• [Work required] Repeat word for word everything from the line containing "Could you mark the butterfly body" to the end of the listing, first and last lines included, and only that.

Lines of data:
=-=-=-=-=

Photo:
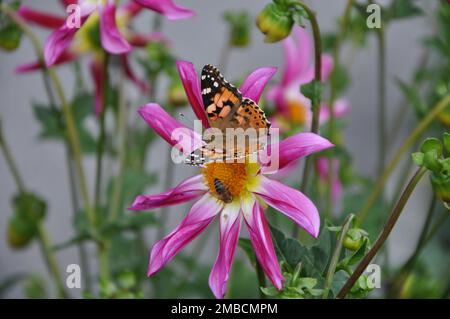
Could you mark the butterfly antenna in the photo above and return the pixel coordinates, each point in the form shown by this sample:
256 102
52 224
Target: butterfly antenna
185 119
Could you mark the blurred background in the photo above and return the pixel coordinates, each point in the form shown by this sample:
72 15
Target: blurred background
199 40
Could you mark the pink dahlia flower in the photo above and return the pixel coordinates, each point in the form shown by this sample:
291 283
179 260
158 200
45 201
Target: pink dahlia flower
292 106
103 20
246 183
322 166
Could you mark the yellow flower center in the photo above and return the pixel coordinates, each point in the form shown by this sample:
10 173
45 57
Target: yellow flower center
87 39
297 111
228 181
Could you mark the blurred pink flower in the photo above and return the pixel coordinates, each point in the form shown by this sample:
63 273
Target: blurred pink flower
292 106
322 166
111 38
66 44
245 182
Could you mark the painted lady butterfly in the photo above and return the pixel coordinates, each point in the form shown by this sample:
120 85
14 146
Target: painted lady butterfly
226 108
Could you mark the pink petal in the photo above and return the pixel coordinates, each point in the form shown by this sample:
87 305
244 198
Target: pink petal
200 215
97 73
327 64
132 8
291 69
191 84
293 148
259 232
187 190
276 95
141 84
254 84
175 133
66 3
230 224
323 171
168 8
141 40
33 66
58 42
290 202
341 109
298 49
42 19
110 35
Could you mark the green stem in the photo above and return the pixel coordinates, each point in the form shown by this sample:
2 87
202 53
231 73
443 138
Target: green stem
167 182
405 270
225 57
50 260
396 212
436 226
336 254
333 95
10 161
103 244
261 280
72 182
47 253
71 131
382 100
316 104
123 137
404 107
420 128
101 137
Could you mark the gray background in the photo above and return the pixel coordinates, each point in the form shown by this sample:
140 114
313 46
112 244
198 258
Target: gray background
199 40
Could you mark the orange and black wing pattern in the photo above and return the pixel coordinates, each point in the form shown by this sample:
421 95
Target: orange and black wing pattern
220 98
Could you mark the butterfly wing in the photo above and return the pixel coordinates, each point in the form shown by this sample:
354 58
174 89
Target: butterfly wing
220 98
226 108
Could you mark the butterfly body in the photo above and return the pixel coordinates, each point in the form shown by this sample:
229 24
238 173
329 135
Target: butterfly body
222 192
226 108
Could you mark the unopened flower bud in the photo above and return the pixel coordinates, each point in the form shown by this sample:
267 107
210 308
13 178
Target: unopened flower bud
275 22
19 233
176 95
354 239
239 23
441 185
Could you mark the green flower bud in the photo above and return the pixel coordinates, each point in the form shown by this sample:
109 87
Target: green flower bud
353 239
176 95
441 185
275 23
239 23
19 233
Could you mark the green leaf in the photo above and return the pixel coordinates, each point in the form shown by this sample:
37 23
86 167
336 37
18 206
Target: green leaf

=-=-=-=-=

• [Written reply]
Could you mark the butterfly body in the photo above and return the pixel coordinates, each point in the form shown by this sample:
229 24
238 173
329 135
Target: butterfly body
222 192
226 108
Could you mark the unopened flower bud in the photo above and return the pixel coordinates, each point in the form shown by this sample:
267 107
210 308
13 178
Target: unopened flower bud
275 22
19 233
176 95
354 239
239 23
441 185
Could you mark the green flower bud in the photo above and return the pixel coordinates, each point in the form shown by this sample:
109 87
Target: green flower bud
353 239
176 95
441 185
275 23
239 23
19 233
Could you mark the green leaf in the photo above and return the pixel coordinates, each point in the form shown by this sample:
37 23
86 167
336 37
18 206
Target: green leaf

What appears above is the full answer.